▶ [Work to complete]:
**a.** Reproduce, word for word, the part of the article on the Punjab election that opens with the words containing "This time, however, a" and closes with "for 117 constituencies.".
**b.** According to the article on the Punjab election, why do NRI volunteers wear suits and ties while campaigning in rural Punjab?

▶ [Document text]:
————
The westerly winds, called ‘pacchhon’ that blow through Punjab in Northeastern India this time of the year, normally signal a change of seasons.
This time those winds are also heralding a change in the political landscape of Punjab, the homeland of hundreds of thousands of Indo-Canadians often referred to as NRI’s or Non-Resident Indians.
Hundreds of them have arrived from various cities in "Kanneda" (Canada), reported local media this week.
In the southern belt of Punjab, known as the Malwa area, white jeeps with Canadian, Australian, British and American flags, are traversing the countryside bearing Punjabis, encouraging people to vote.
NRI volunteers purposely dress differently. They wear their suits and ties even when they are campaigning in rural Punjab. They want to be identified as being different from the party they support. They want their 'pind' (village) to know that they have left their successful businesses or careers for a short break because they want to be part of the 'great change' that is going to come to Punjab, one news report said.
Punjab is on the cusp of a history-making assembly election. Since 1947, the two traditional parties, the Shiromani Akali Dal (SAD) and Congress, have dominated the electoral landscape and taken turns to rule the border state, seven times each. In 2012, the SAD combined forces with the BJP to rule Punjab.
This time, however, a third political entity the Aam Aadmi Party (AAP) has disturbed the mould providing Punjab with a potent alternative force in the power sweepstakes.
The high-octane battle of the ballot for the Punjab Assembly polls begins Feb 4 with 1,146 candidates fighting for 117 constituencies.
As the NRI-brigade traverses Punjab to showcase why their homeland needs western transparency in governance, local politicians are making a mockery of democracy by offering freebies like rations, jobs and loans to lure voters.
The Congress led by Captain Amarinder Singh has promised free travel for students, police officials, ex-servicemen, paramilitary force personnel and senior citizens in the state transport buses.
It has also promised subsidized food canteens for the poor which will provide a meal at Rs5 throughout the state.
THE SAD-BJB combine led by incumbent Deputy Chief Minister Sukhbir Singh Badal has promised vocational training to hundreds of thousands of youth by opening 2,500 skill development centres across the state, besides providing houses to the homeless, free pressure cookers, gas stoves and free education for girls up to PHD levels.
Arvind Kejriwal’s AAP, which has mobilized the most support from NRI’s with its anti-corruption campaign, is offering free medical and diagnostic tests in every village, a waiver of loans to farmers and compensation to families whose members have committed suicide.
————
▶ [Data to examine]:
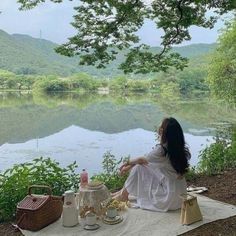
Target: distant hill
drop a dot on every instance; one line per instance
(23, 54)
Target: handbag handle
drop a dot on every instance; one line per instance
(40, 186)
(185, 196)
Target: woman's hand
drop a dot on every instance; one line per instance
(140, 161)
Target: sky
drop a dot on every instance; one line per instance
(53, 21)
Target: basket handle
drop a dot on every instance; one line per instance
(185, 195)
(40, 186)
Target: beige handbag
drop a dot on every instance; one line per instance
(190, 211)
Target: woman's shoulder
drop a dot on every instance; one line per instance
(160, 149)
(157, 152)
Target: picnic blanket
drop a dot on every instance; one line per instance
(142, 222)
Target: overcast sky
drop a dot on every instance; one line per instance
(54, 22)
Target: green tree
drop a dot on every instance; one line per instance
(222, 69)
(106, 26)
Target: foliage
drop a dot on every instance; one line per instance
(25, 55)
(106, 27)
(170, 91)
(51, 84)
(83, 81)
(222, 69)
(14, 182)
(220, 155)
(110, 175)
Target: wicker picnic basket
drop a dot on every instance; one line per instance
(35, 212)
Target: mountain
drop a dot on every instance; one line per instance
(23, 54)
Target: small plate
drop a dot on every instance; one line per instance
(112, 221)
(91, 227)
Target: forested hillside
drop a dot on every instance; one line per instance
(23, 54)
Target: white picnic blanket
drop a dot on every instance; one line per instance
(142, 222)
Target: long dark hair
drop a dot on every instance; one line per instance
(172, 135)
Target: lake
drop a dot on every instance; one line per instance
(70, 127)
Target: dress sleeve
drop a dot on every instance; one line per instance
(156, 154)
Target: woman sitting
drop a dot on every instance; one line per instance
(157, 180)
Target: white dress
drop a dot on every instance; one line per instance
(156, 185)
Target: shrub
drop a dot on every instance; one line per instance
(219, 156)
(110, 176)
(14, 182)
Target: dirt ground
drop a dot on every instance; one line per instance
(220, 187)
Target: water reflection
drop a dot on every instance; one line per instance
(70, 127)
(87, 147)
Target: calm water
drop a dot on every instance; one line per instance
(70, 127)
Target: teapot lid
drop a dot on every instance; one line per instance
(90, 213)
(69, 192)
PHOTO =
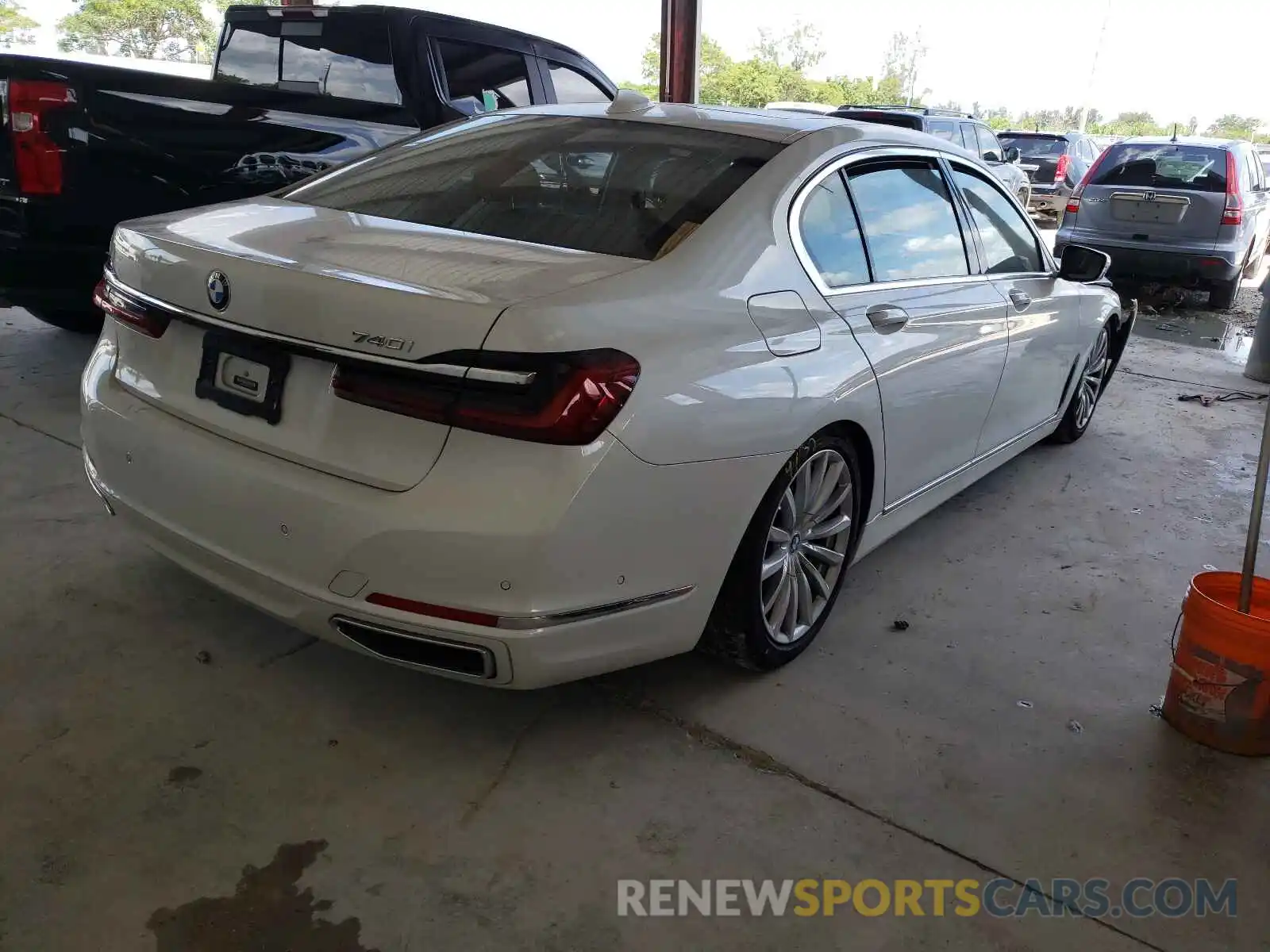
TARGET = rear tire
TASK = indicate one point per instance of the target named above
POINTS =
————
▶ [Answers to the tasks]:
**a.**
This time, however, a third political entity the Aam Aadmi Party (AAP) has disturbed the mould providing Punjab with a potent alternative force in the power sweepstakes.
The high-octane battle of the ballot for the Punjab Assembly polls begins Feb 4 with 1,146 candidates fighting for 117 constituencies.

**b.** They want to be identified as being different from the party they support. They also want their village to know that they have left their successful businesses or careers for a short break to be part of the "great change" coming to Punjab.